To explore the influence of preexisting social ties between romantic partners (ie, knowing the partner as a friend or acquaintance before a relationship was considered “romantic” by the adolescent) on sexual risk behaviors among adolescents.
Design, Setting, and Participants
By using data from 6658 adolescents from Wave II of the National Longitudinal Study of Adolescent Health, we examined associations between preromantic social ties between partners and several sexual risk behaviors using logistic regression analyses.
Main Outcome Measures
Whether the couple had intercourse, and if they did have intercourse, whether the couple talked about contraception or sexually transmitted infections and whether one of them used some method of birth control every time they had sexual intercourse.
Knowing one’s partner as a friend (vs being acquaintances) before a romantic relationship was protective against engaging in sexual intercourse for male and female adolescents (odds ratios and 95% confidence intervals, 0.66 [0.51-0.86] and 0.76 [0.62-0.94], respectively). For female adolescents, sexually active relationships with partners they had not known before the romantic relationship began were less likely to include discussions of sexually transmitted infections or contraception, and were less likely to include consistent use of birth control (odds ratios and 95% confidence intervals, 0.37 [0.22-0.62] and 0.62 [0.39-0.99], respectively). Preromantic social ties did not play a statistically significant role for these outcomes among male adolescents (odds ratios and 95% confidence intervals of friends and of those who had not met, respectively, are 0.85 [0.60-1.18] and 0.90 [0.50-1.63] for talking about sexually transmitted infections or contraception and 0.93 [0.66-1.30] and 1.17 [0.71-1.96] for always using birth control).
The existence and nature of an adolescent’s prior relationship with a future romantic partner have significant implications for an adolescent couple’s later sexual decisions, but patterns differ for male and female adolescents.

◆ ◆ ◆ ◆

Activity ::
Reproduce the entire abstract on preromantic ties and adolescent sexual risk, word for word.

◆ ◆ ◆ ◆

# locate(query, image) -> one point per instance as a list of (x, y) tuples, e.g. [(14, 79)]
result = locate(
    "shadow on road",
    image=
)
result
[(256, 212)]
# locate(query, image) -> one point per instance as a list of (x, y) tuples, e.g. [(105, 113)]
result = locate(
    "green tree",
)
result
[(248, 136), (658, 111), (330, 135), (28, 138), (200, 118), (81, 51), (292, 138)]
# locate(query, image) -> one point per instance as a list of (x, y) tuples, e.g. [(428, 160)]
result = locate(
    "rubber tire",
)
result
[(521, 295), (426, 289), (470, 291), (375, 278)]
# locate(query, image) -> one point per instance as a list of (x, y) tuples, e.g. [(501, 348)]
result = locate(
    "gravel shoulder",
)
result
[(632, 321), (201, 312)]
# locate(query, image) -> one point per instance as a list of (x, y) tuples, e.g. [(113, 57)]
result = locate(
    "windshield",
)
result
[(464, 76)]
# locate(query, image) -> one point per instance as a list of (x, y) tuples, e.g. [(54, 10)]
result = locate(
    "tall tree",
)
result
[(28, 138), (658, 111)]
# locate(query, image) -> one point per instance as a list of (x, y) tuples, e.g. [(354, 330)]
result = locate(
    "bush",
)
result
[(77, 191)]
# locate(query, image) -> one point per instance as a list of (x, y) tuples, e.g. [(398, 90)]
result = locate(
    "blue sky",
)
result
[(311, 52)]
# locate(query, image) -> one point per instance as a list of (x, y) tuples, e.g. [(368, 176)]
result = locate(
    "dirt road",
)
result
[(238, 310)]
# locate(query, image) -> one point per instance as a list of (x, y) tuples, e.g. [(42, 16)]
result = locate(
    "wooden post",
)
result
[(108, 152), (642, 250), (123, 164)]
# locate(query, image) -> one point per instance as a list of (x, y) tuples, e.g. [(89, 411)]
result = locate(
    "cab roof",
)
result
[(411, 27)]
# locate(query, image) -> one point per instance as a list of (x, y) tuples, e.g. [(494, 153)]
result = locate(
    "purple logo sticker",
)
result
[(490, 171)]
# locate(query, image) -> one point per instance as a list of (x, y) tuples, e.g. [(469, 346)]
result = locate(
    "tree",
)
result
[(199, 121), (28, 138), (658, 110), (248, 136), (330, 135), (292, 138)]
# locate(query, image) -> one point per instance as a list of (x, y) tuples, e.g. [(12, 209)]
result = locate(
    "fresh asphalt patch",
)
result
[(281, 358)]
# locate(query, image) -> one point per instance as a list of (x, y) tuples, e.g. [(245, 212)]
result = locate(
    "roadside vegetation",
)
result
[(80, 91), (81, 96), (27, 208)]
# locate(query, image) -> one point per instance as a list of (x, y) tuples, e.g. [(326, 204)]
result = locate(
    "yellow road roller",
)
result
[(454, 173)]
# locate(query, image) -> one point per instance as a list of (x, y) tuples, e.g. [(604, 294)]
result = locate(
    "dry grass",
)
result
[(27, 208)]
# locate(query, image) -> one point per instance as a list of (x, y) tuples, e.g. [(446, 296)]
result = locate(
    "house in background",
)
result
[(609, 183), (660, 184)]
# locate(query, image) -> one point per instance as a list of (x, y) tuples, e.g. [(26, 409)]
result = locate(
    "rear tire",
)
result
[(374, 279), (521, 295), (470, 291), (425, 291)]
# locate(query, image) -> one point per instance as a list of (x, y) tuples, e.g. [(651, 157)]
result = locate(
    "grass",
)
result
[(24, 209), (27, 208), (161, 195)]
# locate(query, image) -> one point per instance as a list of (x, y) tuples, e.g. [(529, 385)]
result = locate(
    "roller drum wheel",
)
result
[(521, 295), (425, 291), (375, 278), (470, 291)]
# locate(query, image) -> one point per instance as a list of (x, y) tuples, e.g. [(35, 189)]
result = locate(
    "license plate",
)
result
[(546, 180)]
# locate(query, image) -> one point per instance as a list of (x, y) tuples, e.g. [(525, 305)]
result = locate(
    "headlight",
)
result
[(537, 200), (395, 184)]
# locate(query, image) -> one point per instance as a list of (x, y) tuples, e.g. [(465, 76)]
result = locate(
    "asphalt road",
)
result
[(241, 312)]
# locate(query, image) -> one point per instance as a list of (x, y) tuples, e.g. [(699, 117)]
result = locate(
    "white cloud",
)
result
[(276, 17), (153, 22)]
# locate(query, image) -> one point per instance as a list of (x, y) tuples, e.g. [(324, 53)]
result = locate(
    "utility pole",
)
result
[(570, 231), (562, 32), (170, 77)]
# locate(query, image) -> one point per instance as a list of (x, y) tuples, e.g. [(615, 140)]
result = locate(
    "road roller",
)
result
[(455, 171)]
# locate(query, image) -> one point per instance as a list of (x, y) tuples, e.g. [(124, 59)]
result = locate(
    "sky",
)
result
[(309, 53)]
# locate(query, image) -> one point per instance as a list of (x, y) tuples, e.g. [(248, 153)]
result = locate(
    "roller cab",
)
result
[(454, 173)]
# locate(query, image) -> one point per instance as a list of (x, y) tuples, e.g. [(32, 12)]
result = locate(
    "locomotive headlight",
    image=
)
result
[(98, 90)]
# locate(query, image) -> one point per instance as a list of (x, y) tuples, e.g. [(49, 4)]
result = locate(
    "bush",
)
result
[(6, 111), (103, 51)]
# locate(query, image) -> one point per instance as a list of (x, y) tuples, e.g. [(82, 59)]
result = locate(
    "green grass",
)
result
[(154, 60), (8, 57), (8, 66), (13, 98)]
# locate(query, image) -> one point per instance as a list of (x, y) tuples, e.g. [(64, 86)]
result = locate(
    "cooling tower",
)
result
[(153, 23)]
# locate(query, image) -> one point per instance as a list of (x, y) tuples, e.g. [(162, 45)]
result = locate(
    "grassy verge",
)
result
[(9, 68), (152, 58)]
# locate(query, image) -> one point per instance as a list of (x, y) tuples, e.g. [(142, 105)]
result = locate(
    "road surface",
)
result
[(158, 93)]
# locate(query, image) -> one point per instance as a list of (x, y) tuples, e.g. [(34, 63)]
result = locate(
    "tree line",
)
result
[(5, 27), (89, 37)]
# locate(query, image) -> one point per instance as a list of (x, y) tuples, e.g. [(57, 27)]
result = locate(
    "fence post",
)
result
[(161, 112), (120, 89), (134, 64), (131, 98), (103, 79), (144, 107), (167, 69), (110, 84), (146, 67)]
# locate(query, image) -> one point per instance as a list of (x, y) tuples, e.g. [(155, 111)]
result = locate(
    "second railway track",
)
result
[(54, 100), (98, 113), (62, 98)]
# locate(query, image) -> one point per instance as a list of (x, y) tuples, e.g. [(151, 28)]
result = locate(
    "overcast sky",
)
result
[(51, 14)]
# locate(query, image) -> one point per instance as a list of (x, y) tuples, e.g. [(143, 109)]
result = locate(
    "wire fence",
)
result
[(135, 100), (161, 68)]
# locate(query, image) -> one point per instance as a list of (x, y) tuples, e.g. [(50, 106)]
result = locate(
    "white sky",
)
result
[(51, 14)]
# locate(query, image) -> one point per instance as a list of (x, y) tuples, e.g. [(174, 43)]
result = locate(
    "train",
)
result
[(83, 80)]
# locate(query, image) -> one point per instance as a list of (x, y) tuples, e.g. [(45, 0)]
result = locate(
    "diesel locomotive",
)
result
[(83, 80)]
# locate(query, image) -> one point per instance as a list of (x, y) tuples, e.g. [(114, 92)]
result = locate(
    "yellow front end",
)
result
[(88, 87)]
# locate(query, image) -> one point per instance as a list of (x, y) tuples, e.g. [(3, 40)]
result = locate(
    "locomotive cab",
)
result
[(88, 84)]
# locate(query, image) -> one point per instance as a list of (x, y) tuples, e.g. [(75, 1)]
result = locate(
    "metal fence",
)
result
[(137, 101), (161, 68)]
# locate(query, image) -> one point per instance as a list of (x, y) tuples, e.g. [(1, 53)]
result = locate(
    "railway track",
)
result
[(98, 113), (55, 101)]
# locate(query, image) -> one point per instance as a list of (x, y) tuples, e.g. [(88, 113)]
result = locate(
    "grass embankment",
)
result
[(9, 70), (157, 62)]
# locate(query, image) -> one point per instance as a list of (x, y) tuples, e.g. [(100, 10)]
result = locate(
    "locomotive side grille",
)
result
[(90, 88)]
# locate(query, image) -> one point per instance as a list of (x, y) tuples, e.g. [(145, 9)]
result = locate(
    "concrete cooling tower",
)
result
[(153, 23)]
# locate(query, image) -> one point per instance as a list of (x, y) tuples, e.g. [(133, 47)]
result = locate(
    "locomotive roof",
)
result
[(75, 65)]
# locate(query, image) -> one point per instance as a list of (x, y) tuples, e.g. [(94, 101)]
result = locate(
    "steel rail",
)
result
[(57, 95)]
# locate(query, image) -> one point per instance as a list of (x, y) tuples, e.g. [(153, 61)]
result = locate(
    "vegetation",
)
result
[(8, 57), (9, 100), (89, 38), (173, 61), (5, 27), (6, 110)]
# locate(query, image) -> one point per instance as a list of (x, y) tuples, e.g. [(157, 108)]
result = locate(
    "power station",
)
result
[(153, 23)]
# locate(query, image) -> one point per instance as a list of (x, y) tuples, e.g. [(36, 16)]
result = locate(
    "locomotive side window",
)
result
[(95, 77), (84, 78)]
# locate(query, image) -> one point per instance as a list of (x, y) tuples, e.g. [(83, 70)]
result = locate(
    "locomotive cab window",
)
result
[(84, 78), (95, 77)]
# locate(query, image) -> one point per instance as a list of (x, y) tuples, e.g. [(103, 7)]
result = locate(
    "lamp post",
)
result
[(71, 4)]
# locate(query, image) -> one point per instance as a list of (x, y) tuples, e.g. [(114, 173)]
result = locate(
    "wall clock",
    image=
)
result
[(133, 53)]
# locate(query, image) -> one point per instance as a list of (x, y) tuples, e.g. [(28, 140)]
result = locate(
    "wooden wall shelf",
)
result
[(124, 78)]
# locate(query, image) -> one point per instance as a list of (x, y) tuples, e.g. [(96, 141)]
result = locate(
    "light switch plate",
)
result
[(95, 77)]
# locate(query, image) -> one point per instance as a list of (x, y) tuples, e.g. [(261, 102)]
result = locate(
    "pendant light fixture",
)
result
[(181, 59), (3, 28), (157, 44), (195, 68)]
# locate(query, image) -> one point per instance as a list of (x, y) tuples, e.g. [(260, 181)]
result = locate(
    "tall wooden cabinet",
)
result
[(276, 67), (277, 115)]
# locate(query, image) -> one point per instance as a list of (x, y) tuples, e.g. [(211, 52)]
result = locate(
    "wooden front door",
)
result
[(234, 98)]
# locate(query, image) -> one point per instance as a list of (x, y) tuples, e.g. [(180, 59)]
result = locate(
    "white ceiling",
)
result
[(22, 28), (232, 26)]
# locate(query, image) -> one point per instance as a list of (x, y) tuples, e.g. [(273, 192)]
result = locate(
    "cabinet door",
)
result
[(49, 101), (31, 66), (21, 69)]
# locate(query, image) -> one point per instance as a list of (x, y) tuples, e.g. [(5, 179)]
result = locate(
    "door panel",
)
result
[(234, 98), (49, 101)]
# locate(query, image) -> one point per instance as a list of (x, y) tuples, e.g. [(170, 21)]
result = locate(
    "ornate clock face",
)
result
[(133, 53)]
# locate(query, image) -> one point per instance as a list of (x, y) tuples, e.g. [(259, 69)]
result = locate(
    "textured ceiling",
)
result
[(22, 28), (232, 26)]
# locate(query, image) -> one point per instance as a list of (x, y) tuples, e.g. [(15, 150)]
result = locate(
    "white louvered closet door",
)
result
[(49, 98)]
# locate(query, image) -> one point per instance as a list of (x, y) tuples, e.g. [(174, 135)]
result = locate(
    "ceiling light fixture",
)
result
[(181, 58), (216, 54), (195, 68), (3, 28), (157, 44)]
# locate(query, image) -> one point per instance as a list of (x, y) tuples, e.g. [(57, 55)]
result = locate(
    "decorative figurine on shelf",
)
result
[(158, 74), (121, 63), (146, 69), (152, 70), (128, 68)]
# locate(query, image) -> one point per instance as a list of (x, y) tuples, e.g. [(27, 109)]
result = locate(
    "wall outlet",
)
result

◆ ◆ ◆ ◆

The completed task ::
To explore the influence of preexisting social ties between romantic partners (ie, knowing the partner as a friend or acquaintance before a relationship was considered “romantic” by the adolescent) on sexual risk behaviors among adolescents.
Design, Setting, and Participants
By using data from 6658 adolescents from Wave II of the National Longitudinal Study of Adolescent Health, we examined associations between preromantic social ties between partners and several sexual risk behaviors using logistic regression analyses.
Main Outcome Measures
Whether the couple had intercourse, and if they did have intercourse, whether the couple talked about contraception or sexually transmitted infections and whether one of them used some method of birth control every time they had sexual intercourse.
Knowing one’s partner as a friend (vs being acquaintances) before a romantic relationship was protective against engaging in sexual intercourse for male and female adolescents (odds ratios and 95% confidence intervals, 0.66 [0.51-0.86] and 0.76 [0.62-0.94], respectively). For female adolescents, sexually active relationships with partners they had not known before the romantic relationship began were less likely to include discussions of sexually transmitted infections or contraception, and were less likely to include consistent use of birth control (odds ratios and 95% confidence intervals, 0.37 [0.22-0.62] and 0.62 [0.39-0.99], respectively). Preromantic social ties did not play a statistically significant role for these outcomes among male adolescents (odds ratios and 95% confidence intervals of friends and of those who had not met, respectively, are 0.85 [0.60-1.18] and 0.90 [0.50-1.63] for talking about sexually transmitted infections or contraception and 0.93 [0.66-1.30] and 1.17 [0.71-1.96] for always using birth control).
The existence and nature of an adolescent’s prior relationship with a future romantic partner have significant implications for an adolescent couple’s later sexual decisions, but patterns differ for male and female adolescents.